| Goal of the exercise |
I need the lines from the one containing "Could you point at the building" through the last line of the entries retyped exactly, with no pictures among them.

[Data extracted from a collection]

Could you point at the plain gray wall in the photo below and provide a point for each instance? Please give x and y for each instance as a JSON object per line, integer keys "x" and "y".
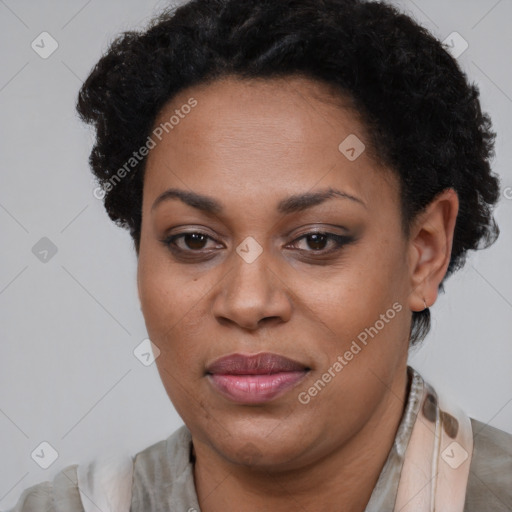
{"x": 69, "y": 326}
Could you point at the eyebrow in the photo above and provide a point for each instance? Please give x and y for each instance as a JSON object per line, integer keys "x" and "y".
{"x": 292, "y": 204}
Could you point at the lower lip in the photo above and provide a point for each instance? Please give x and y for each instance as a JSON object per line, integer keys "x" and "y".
{"x": 255, "y": 389}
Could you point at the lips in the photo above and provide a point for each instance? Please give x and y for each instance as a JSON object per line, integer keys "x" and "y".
{"x": 254, "y": 379}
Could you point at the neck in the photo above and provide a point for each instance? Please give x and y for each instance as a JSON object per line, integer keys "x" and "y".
{"x": 347, "y": 476}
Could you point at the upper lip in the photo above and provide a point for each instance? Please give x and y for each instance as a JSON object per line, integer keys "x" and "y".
{"x": 254, "y": 364}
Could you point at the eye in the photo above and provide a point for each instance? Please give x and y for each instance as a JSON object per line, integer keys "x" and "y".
{"x": 193, "y": 241}
{"x": 316, "y": 241}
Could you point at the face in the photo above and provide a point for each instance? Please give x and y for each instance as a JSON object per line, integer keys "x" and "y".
{"x": 272, "y": 301}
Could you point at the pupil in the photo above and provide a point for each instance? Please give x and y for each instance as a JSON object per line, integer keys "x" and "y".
{"x": 195, "y": 240}
{"x": 317, "y": 239}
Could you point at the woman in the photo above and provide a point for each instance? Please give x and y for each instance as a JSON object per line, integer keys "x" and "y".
{"x": 299, "y": 179}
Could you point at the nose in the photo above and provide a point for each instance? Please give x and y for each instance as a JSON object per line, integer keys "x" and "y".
{"x": 251, "y": 295}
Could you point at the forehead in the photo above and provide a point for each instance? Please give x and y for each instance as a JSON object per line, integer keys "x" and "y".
{"x": 261, "y": 140}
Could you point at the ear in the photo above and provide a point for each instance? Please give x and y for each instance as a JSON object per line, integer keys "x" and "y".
{"x": 430, "y": 248}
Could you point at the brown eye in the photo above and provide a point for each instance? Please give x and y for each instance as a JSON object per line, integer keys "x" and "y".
{"x": 318, "y": 242}
{"x": 187, "y": 242}
{"x": 195, "y": 240}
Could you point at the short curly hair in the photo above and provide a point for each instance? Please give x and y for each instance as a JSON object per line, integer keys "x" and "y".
{"x": 423, "y": 117}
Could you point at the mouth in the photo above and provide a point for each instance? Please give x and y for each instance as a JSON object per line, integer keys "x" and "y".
{"x": 254, "y": 379}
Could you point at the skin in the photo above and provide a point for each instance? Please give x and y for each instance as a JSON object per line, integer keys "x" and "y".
{"x": 249, "y": 145}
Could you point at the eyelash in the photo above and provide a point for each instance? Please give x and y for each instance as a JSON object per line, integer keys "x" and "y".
{"x": 339, "y": 242}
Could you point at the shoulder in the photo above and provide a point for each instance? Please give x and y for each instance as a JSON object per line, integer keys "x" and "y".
{"x": 59, "y": 495}
{"x": 490, "y": 475}
{"x": 163, "y": 475}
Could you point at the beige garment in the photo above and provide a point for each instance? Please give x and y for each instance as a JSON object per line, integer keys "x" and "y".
{"x": 163, "y": 473}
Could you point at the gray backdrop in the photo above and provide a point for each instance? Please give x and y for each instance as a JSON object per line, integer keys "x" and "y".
{"x": 70, "y": 317}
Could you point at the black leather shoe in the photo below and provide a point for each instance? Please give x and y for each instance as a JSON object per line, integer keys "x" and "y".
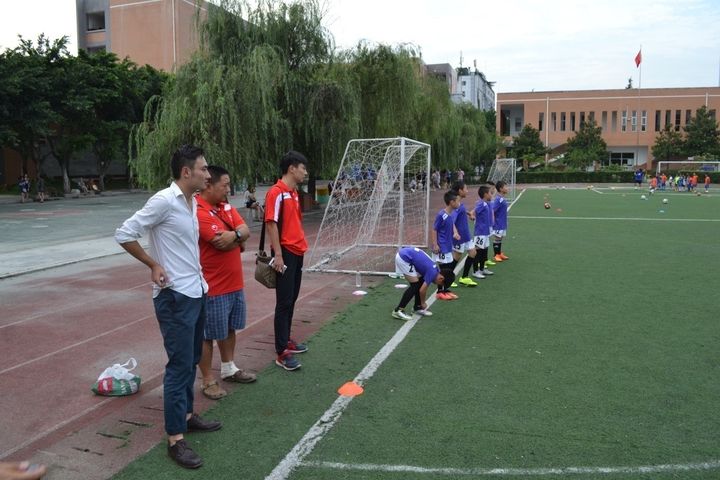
{"x": 183, "y": 455}
{"x": 197, "y": 424}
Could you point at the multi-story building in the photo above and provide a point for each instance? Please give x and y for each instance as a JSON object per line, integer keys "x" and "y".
{"x": 473, "y": 87}
{"x": 630, "y": 119}
{"x": 160, "y": 33}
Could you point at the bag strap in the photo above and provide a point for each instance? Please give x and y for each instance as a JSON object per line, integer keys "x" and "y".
{"x": 279, "y": 226}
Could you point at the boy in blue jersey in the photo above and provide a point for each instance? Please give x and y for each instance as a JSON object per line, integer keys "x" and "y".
{"x": 483, "y": 222}
{"x": 499, "y": 228}
{"x": 444, "y": 233}
{"x": 418, "y": 269}
{"x": 465, "y": 242}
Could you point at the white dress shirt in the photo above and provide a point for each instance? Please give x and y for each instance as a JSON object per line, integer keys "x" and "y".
{"x": 173, "y": 237}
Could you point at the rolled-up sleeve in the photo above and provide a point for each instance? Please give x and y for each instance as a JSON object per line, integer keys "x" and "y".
{"x": 154, "y": 212}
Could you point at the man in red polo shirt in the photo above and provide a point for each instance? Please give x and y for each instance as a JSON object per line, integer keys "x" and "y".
{"x": 283, "y": 221}
{"x": 222, "y": 234}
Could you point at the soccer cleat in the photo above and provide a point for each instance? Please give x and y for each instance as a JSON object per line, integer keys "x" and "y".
{"x": 287, "y": 361}
{"x": 400, "y": 315}
{"x": 294, "y": 347}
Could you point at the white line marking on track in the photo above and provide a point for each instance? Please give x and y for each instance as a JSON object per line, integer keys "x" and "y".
{"x": 634, "y": 219}
{"x": 307, "y": 443}
{"x": 525, "y": 472}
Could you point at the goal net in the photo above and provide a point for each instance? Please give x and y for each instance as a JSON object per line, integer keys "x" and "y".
{"x": 687, "y": 166}
{"x": 379, "y": 202}
{"x": 504, "y": 169}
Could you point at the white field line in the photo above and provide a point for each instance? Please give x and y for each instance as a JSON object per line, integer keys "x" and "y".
{"x": 307, "y": 443}
{"x": 525, "y": 472}
{"x": 633, "y": 219}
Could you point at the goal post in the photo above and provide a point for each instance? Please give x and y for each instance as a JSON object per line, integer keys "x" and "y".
{"x": 379, "y": 202}
{"x": 688, "y": 166}
{"x": 504, "y": 169}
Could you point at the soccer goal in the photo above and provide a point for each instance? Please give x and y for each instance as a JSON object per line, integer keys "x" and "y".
{"x": 379, "y": 201}
{"x": 688, "y": 166}
{"x": 504, "y": 169}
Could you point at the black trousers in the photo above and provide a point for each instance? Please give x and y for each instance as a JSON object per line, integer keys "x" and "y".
{"x": 286, "y": 292}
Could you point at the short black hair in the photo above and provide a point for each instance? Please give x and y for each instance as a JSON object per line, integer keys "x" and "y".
{"x": 291, "y": 158}
{"x": 184, "y": 156}
{"x": 449, "y": 196}
{"x": 458, "y": 185}
{"x": 216, "y": 172}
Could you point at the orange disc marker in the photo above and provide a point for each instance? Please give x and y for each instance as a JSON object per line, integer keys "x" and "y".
{"x": 350, "y": 389}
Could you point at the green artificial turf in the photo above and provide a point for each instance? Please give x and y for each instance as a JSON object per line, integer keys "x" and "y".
{"x": 595, "y": 345}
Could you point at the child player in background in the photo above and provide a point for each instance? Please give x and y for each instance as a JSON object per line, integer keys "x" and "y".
{"x": 443, "y": 234}
{"x": 465, "y": 243}
{"x": 499, "y": 228}
{"x": 418, "y": 269}
{"x": 483, "y": 222}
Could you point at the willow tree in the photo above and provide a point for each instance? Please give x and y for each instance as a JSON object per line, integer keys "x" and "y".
{"x": 261, "y": 83}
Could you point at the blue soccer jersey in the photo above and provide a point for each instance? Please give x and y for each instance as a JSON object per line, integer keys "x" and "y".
{"x": 424, "y": 266}
{"x": 462, "y": 225}
{"x": 483, "y": 218}
{"x": 444, "y": 227}
{"x": 499, "y": 206}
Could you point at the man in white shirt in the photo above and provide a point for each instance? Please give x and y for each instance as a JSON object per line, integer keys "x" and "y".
{"x": 170, "y": 219}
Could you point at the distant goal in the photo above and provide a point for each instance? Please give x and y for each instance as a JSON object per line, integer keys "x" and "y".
{"x": 379, "y": 201}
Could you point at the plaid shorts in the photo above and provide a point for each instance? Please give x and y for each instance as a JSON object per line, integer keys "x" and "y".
{"x": 224, "y": 312}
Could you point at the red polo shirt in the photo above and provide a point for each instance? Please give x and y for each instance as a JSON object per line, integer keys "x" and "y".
{"x": 222, "y": 269}
{"x": 292, "y": 235}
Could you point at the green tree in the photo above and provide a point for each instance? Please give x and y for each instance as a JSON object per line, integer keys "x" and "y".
{"x": 668, "y": 143}
{"x": 527, "y": 145}
{"x": 586, "y": 147}
{"x": 702, "y": 135}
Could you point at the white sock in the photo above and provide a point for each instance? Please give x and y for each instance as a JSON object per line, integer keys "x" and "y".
{"x": 228, "y": 369}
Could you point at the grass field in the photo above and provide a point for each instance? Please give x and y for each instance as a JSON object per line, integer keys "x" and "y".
{"x": 592, "y": 353}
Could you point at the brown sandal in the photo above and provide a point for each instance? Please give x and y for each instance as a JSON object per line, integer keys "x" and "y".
{"x": 213, "y": 391}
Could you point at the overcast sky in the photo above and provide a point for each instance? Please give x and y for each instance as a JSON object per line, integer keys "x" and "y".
{"x": 522, "y": 45}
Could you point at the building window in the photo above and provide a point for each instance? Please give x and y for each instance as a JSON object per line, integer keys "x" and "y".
{"x": 96, "y": 21}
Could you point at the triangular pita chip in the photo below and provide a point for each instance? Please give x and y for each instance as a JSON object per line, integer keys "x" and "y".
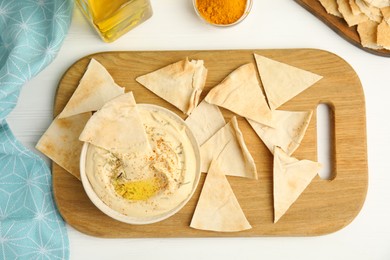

| Written solution |
Could you point at the building window in the photo above and provide a point for each instance? Please give x and y for each instance as a JSON object per line, integer keys "x" and "y".
{"x": 96, "y": 21}
Could you point at the triangular pita chip in the photo below and provide a point for each instance? Please give x and y for each instance as a JSON object per line, integer keys "x" and "y".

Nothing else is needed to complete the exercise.